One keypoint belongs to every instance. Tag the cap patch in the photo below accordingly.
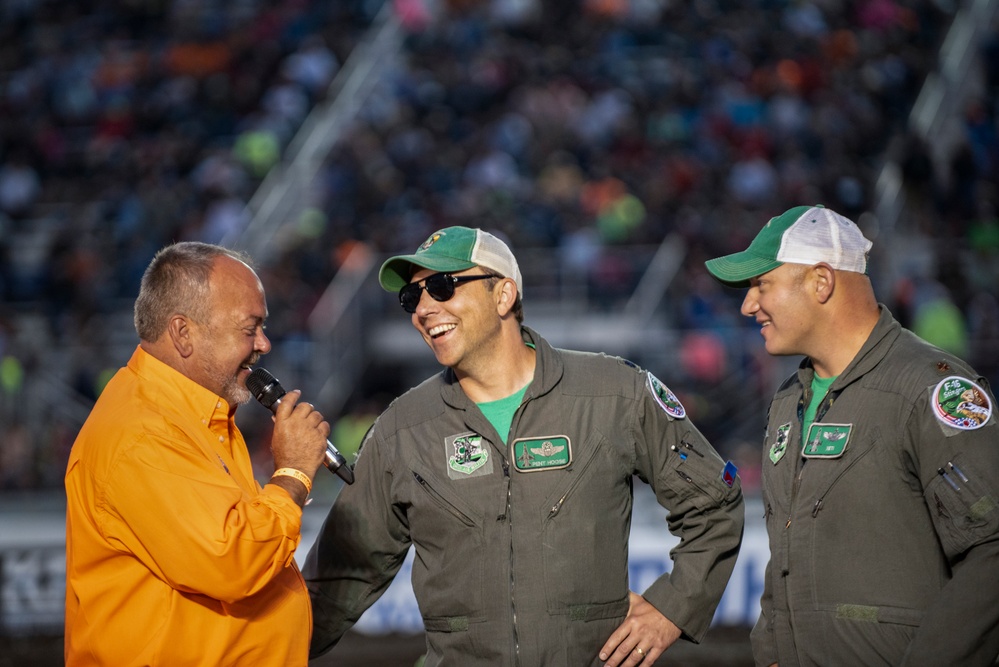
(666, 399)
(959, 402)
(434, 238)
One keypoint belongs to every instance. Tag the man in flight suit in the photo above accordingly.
===============
What is being asked »
Arrange all of the material above as a numbered list, one line per item, with blank lines and pictures left out.

Task result »
1. One keypoint belongs to every instance. Tag the cap patch in the photo below accordingly.
2. (666, 399)
3. (959, 402)
4. (434, 238)
5. One keypoint belongs to every instance. Tag the man in flight suit in the photo above accordingly.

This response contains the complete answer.